» **Provided text**
↓
Anti-mutant calreticulin (calr) antibodies and uses thereof
The patent discloses antibodies specifically targeting mutant calreticulin (CALR) proteins implicated in myeloproliferative neoplasms and other cancers.
It emphasizes combined use of anti-mutant CALR antibodies with anticancer agents to achieve synergistic and enhanced tumor-killing effects.
Bispecific antibodies that bind mutant CALR and CD3 antigens boost immune targeting by recruiting T cells to cancer cells.
This targeted immunotherapy approach offers a promising, selective treatment strategy for CALR mutation-driven malignancies, improving therapeutic efficacy and patient outcomes.
The patent focuses on innovative therapeutic approaches targeting mutant calreticulin (CALR) proteins, which are implicated in certain cancers, particularly Philadelphia-negative myeloproliferative neoplasms (MPNs). CALR is a chaperone protein primarily residing in the endoplasmic reticulum, and mutations in its gene—especially in exon 9—produce oncogenic forms that abnormally activate cellular receptors like the thrombopoietin receptor, driving disease progression.
The core invention described is a pharmaceutical composition comprising antibodies that specifically bind to mutant CALR proteins or their functional fragments. These antibodies may be monoclonal, chimeric, humanized, bispecific, or multi-specific, designed to recognize unique mutant sequences, including cleaved forms of mutant CALR that are prevalent in patient cells. The antibodies target epitopes formed by mutation-induced amino acid changes distinct from wild-type CALR, enabling selective recognition of cancerous cells.
Importantly, the patent emphasizes the synergistic use of these anti-mutant CALR antibodies in combination with various anticancer agents—such as alkylating agents, platinum compounds, antimetabolites, kinase inhibitors including JAK inhibitors, molecular targeting drugs, immunotherapeutics, and others. This combined treatment dramatically enhances antitumor efficacy compared to using either treatment alone, offering a promising strategy for improved cancer therapy.
↑
» **Record set**
↓
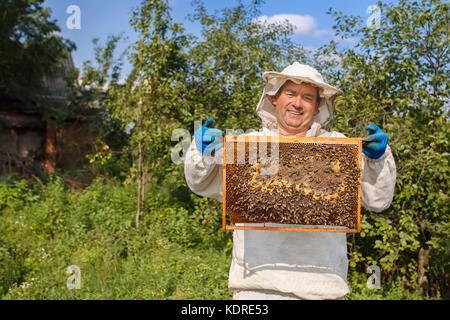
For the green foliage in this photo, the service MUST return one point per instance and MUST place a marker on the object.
(395, 77)
(31, 48)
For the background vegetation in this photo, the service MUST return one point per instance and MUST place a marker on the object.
(137, 232)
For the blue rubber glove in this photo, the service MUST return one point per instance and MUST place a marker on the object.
(374, 146)
(205, 137)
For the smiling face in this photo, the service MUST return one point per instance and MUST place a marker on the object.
(295, 107)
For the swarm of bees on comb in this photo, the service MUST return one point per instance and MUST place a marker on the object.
(315, 184)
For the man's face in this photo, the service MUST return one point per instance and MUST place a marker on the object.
(295, 107)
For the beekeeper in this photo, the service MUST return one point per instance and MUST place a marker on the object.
(282, 264)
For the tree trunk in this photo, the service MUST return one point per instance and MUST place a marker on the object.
(140, 198)
(50, 148)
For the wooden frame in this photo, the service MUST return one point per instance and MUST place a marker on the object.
(282, 139)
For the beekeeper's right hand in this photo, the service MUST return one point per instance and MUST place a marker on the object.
(208, 139)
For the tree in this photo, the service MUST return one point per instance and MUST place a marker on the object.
(226, 65)
(396, 76)
(30, 48)
(152, 88)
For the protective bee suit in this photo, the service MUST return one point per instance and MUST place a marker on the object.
(285, 264)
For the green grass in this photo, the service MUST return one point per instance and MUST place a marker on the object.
(178, 252)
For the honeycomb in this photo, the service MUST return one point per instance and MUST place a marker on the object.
(316, 184)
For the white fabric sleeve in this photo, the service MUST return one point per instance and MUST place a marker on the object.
(204, 173)
(378, 181)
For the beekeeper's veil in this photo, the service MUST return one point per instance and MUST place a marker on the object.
(297, 73)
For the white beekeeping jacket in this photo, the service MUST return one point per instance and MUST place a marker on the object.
(310, 265)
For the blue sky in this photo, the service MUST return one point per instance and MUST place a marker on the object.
(100, 18)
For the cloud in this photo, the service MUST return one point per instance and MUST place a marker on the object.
(303, 24)
(344, 40)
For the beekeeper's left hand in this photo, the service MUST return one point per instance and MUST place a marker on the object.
(374, 146)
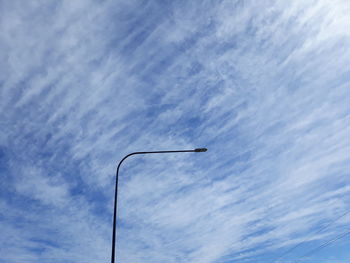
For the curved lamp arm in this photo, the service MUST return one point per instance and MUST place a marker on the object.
(116, 190)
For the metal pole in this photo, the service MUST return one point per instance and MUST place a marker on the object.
(116, 191)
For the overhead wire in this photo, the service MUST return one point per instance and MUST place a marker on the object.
(307, 239)
(325, 244)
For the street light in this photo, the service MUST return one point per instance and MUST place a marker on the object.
(116, 190)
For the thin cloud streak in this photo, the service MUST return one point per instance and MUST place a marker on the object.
(265, 86)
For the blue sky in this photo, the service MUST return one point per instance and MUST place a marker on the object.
(264, 85)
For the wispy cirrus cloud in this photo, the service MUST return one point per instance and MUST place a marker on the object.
(263, 85)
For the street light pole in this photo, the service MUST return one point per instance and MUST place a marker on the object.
(116, 190)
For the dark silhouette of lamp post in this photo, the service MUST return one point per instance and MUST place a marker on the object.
(116, 190)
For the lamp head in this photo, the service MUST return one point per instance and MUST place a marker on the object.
(200, 150)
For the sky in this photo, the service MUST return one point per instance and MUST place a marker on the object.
(264, 85)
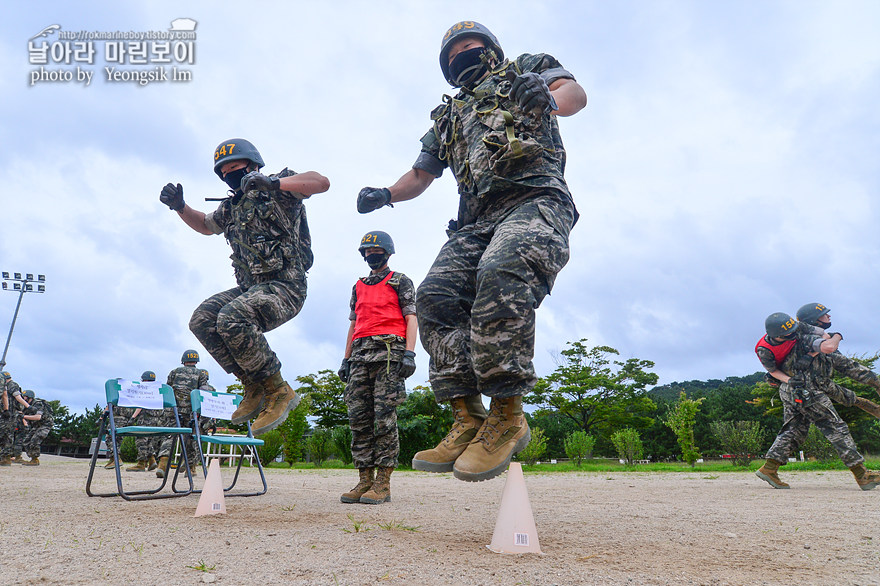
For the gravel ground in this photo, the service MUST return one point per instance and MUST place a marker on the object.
(594, 528)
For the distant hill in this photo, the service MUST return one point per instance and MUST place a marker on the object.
(671, 391)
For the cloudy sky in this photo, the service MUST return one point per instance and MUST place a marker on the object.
(724, 168)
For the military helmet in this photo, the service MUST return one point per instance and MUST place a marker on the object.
(780, 325)
(811, 312)
(377, 239)
(463, 29)
(236, 149)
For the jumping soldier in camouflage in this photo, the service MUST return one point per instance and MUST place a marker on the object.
(379, 356)
(793, 347)
(148, 446)
(39, 419)
(264, 222)
(476, 306)
(182, 379)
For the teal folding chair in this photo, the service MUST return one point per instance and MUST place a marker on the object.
(220, 406)
(112, 389)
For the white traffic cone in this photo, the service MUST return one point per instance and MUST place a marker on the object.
(515, 530)
(212, 501)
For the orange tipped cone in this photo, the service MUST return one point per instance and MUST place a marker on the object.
(515, 530)
(211, 501)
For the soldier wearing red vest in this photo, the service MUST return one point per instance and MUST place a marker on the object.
(379, 356)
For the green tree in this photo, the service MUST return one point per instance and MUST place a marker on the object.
(681, 419)
(292, 431)
(628, 444)
(320, 445)
(579, 446)
(326, 392)
(741, 439)
(596, 392)
(535, 448)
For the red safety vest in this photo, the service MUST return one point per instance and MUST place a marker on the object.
(377, 310)
(780, 351)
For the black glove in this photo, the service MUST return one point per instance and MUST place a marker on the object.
(344, 370)
(172, 196)
(258, 181)
(372, 198)
(407, 364)
(531, 92)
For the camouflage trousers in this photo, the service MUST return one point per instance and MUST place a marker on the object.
(185, 413)
(230, 325)
(373, 392)
(148, 446)
(476, 306)
(34, 438)
(796, 425)
(7, 437)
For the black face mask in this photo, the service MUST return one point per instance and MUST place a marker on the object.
(233, 178)
(377, 260)
(468, 66)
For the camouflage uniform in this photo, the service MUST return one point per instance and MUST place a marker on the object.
(271, 252)
(817, 409)
(374, 388)
(182, 379)
(37, 430)
(477, 304)
(8, 426)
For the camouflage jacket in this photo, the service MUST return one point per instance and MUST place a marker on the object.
(374, 348)
(268, 233)
(184, 379)
(498, 153)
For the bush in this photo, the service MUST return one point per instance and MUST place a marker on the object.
(817, 446)
(741, 439)
(341, 436)
(272, 446)
(579, 446)
(628, 445)
(320, 445)
(535, 449)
↑
» **Tasks**
1) Answer these from the patent summary:
(a) Which two antigens do the bispecific antibodies bind?
(b) Where does the CALR protein mainly reside?
(c) In which exon do the CALR gene mutations especially occur?
2) Transcribe the patent summary word for word, starting with "This targeted immunotherapy" and going on through "driving disease progression.".

» **Your written answers**
1)
(a) Mutant CALR and CD3
(b) The endoplasmic reticulum
(c) Exon 9

2)
This targeted immunotherapy approach offers a promising, selective treatment strategy for CALR mutation-driven malignancies, improving therapeutic efficacy and patient outcomes.
The patent focuses on innovative therapeutic approaches targeting mutant calreticulin (CALR) proteins, which are implicated in certain cancers, particularly Philadelphia-negative myeloproliferative neoplasms (MPNs). CALR is a chaperone protein primarily residing in the endoplasmic reticulum, and mutations in its gene—especially in exon 9—produce oncogenic forms that abnormally activate cellular receptors like the thrombopoietin receptor, driving disease progression.